» Text shown
****

Refer to Notes 13 and 24 in the Consolidated Financial Statements for more information on the long-term debt
financing and acquisitions.
Financing
In connection with the NetSpend acquisition, the Company obtained commitments for a $1.2 billion 364-day
bridge term loan facility. In May, 2013 the Company closed the bridge term loan and issued debt of $1.4 billion
to finance the NetSpend acquisition. In April 2013, the Company entered into a new credit agreement that
provided for a five-year term loan to the Company in the amount of $200.0 million. In May 2013, the Company
closed its issuance of $550.0 million aggregate principal amount of 2.375% Senior Notes due 2018 and $550.0
million aggregate principal amount of 3.750% Senior Notes due 2023 (collectively, the “Notes”). The interest on
the Notes is payable semiannually. Upon the issuance of the Notes, the Company eliminated its bridge term loan
facility. In July 2013, the Company borrowed $100 million on its revolving credit facility which was repaid as of
December 31, 2013. In connection with the bridge term loan facility and the aforementioned loans, the Company
paid debt issuance costs of $13.6 million in 2013.
In September 2012, TSYS obtained a $150.0 million term loan, which was used to pay off an existing term loan.
During 2008 and 2009, the Company’s International segment borrowed approximately ¥2.0 billion in a Yen-
denominated three-year loan to finance activities in Japan. In December 2013, the Company repaid this loan for
approximately $19.2 million.
Refer to Note 13 in the Consolidated Financial Statements for further information on TSYS’ long-term debt and
financing arrangements.
Purchase of Noncontrolling Interest
In connection with the acquisition of CPAY, the Company is party to call and put arrangements with respect to
the membership units that represent the remaining noncontrolling interest of CPAY. The call arrangement is
exercisable by TSYS and the put arrangement is exercisable by the Seller. The put arrangement is outside the
control of the Company by requiring the Company to purchase the Seller’s entire equity interest in CPAY at a put
price at fair market value. At the time of the original acquisition, the redemption of the put option was
considered probable based upon the passage of time of the second anniversary date. The put arrangement is
recorded on the balance sheet and is classified as redeemable noncontrolling interest outside of permanent
equity.
In February 2014, the Company purchased an additional 15% equity interest in CPAY for $37.5 million, reducing
its redeemable noncontrolling interest to 25%. The call and put options for the Seller’s 25% equity interest were
extended as a result of this transaction.
The put option is not currently redeemable, but redemption is considered probable based upon the passage of
time toward the third anniversary date of the 2014 purchase of additional equity. The Company’s accounting
policy is to accrete changes in the redemption value over the period from the date of issuance to the earliest
redemption date, which the Company believes to be in 2017. The Company did not accrete any changes to the
redemption value as the balance as of December 31, 2014 exceeded the accretion fair value amount.

****

» Exercise task a
Retype the financing passage from "In February 2014, the" to "fair value amount.".
The financing passage and the listing have no connection to each other.

****

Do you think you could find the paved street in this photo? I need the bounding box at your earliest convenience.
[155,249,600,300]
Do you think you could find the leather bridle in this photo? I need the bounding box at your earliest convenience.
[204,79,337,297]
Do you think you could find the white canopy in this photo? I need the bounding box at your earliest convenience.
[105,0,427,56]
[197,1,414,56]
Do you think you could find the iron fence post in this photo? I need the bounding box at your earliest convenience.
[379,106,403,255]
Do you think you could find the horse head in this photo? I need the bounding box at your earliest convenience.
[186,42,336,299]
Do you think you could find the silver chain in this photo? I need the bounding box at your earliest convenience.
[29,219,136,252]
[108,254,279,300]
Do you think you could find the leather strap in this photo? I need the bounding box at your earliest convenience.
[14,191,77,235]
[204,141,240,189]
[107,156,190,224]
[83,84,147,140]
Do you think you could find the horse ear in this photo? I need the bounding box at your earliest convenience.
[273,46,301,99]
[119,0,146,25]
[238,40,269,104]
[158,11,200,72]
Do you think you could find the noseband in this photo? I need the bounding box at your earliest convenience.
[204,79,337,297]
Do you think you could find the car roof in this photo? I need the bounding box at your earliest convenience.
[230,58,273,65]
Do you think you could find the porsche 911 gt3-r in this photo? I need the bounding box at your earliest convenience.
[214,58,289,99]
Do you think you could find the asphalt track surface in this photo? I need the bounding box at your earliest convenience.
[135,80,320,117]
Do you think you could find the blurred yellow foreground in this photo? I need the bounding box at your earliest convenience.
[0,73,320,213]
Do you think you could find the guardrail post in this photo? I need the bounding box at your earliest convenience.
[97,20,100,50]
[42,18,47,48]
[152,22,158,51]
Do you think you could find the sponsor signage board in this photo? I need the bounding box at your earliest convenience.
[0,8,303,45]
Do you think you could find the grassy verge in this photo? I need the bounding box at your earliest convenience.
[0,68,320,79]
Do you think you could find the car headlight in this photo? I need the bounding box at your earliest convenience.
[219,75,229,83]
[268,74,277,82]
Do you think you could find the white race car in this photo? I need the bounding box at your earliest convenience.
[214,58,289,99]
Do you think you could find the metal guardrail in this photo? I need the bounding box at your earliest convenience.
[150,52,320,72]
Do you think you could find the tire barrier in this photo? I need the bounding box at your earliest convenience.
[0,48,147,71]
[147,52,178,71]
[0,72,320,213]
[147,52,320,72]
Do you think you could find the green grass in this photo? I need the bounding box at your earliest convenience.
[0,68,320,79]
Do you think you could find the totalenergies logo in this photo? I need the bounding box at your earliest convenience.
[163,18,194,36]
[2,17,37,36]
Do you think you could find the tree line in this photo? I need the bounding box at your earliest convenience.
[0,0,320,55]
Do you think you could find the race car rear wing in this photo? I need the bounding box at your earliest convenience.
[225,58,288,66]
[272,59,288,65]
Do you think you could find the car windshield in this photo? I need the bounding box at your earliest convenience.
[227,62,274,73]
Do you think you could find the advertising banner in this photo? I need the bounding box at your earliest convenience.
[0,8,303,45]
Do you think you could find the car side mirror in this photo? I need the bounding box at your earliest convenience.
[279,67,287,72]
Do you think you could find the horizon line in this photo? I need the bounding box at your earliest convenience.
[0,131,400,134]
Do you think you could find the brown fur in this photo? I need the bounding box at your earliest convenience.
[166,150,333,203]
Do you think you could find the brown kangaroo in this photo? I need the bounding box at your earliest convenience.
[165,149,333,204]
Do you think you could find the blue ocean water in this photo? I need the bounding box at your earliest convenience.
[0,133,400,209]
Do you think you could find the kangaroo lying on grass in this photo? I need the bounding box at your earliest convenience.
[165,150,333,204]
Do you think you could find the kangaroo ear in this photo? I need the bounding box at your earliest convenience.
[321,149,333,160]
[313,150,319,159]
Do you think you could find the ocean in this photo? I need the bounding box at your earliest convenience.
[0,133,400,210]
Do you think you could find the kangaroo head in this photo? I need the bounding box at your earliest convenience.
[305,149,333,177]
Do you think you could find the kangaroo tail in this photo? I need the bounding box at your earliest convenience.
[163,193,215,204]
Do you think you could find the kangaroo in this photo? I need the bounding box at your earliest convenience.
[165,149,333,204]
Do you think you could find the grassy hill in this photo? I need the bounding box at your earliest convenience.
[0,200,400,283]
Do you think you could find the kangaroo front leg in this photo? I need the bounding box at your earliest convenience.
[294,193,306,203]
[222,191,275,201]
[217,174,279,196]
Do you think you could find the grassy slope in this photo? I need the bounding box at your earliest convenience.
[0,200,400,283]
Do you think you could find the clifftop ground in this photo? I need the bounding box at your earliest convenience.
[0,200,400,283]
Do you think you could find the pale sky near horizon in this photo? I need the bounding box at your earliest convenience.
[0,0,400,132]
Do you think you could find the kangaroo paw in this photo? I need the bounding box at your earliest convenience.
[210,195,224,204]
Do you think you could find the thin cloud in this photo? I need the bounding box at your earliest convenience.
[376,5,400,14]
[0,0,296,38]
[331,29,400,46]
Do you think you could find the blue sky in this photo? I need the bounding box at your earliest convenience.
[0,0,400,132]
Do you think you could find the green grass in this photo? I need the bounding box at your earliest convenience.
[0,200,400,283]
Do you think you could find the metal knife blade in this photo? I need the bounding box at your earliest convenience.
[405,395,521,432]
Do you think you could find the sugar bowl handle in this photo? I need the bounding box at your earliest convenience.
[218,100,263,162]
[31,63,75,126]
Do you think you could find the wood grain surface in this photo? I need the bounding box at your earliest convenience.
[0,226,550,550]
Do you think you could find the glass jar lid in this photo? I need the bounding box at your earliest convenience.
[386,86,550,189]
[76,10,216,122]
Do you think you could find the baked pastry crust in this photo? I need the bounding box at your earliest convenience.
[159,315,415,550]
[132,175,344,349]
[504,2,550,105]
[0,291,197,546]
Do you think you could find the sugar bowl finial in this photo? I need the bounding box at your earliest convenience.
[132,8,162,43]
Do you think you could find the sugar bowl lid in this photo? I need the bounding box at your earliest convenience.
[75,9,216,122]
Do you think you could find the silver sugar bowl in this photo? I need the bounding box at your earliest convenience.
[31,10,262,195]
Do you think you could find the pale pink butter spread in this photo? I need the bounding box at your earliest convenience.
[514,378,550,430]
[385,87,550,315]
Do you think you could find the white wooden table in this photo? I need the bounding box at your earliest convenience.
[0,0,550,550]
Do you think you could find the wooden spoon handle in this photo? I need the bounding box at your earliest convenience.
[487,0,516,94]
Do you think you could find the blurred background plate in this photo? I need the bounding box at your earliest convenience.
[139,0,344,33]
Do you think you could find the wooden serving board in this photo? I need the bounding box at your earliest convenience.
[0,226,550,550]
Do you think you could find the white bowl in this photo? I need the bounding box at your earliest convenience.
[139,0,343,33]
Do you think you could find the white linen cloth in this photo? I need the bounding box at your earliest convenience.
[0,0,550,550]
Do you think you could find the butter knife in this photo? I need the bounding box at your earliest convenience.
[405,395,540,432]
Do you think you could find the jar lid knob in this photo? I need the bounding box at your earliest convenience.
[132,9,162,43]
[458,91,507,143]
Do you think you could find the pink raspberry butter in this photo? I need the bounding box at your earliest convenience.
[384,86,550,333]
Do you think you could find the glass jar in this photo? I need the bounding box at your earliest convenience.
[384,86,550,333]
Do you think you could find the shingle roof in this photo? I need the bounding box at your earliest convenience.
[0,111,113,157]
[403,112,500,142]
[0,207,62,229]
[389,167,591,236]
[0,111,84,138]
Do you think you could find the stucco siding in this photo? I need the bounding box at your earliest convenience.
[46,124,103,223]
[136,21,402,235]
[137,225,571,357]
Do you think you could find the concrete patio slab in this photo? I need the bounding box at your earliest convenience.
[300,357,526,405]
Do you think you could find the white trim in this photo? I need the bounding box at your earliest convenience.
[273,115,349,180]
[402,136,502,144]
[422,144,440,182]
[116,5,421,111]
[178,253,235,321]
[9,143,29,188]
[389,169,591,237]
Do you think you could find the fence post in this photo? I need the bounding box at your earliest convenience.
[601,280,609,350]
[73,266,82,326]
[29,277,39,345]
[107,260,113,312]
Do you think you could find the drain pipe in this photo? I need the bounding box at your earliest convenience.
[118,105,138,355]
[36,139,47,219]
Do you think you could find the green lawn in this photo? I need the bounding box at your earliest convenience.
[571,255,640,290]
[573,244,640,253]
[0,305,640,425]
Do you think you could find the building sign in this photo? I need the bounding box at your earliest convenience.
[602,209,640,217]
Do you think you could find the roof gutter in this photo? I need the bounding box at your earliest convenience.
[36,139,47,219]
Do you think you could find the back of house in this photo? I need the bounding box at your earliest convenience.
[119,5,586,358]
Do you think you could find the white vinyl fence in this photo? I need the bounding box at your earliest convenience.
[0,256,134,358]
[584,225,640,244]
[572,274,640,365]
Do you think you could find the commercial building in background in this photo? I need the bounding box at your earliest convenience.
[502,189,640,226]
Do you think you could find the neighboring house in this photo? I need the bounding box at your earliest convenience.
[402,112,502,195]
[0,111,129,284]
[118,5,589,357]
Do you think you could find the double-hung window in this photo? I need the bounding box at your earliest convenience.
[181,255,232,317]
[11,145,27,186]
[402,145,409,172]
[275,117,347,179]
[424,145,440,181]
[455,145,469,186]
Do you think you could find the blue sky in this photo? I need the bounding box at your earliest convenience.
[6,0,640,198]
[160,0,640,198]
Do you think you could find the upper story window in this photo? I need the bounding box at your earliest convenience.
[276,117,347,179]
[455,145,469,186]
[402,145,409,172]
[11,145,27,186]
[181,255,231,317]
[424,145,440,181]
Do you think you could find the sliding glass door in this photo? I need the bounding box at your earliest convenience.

****

» Exercise task b
Repeat the lines of the listing from the line with "Do you think you could find the white vinyl" through the last line of the listing, both included.

» Exercise response a
In February 2014, the Company purchased an additional 15% equity interest in CPAY for $37.5 million, reducing
its redeemable noncontrolling interest to 25%. The call and put options for the Seller’s 25% equity interest were
extended as a result of this transaction.
The put option is not currently redeemable, but redemption is considered probable based upon the passage of
time toward the third anniversary date of the 2014 purchase of additional equity. The Company’s accounting
policy is to accrete changes in the redemption value over the period from the date of issuance to the earliest
redemption date, which the Company believes to be in 2017. The Company did not accrete any changes to the
redemption value as the balance as of December 31, 2014 exceeded the accretion fair value amount.

» Exercise response b
Do you think you could find the white vinyl fence in this photo? I need the bounding box at your earliest convenience.
[0,256,134,358]
[584,225,640,244]
[572,274,640,365]
Do you think you could find the commercial building in background in this photo? I need the bounding box at your earliest convenience.
[502,189,640,226]
Do you think you could find the neighboring house in this photo? I need the bounding box at your earliest convenience.
[402,112,502,195]
[0,111,129,284]
[118,5,589,357]
Do you think you could find the double-hung window in this photo? I need the bounding box at your earliest convenience.
[181,255,232,317]
[11,145,27,186]
[402,145,409,172]
[275,117,347,179]
[424,145,440,181]
[455,145,469,186]
Do you think you could find the blue sky in this photo? I need the bounding box at your earliest convenience.
[6,0,640,198]
[160,0,640,198]
Do you think you could find the upper story window in this photo? I need the bounding box at your earliest convenience.
[276,117,347,179]
[455,145,469,186]
[402,145,409,172]
[11,145,27,186]
[181,255,231,317]
[424,145,440,181]
Do you think you could find the sliding glass door in this photo? I need the bounding box at your earliest convenience.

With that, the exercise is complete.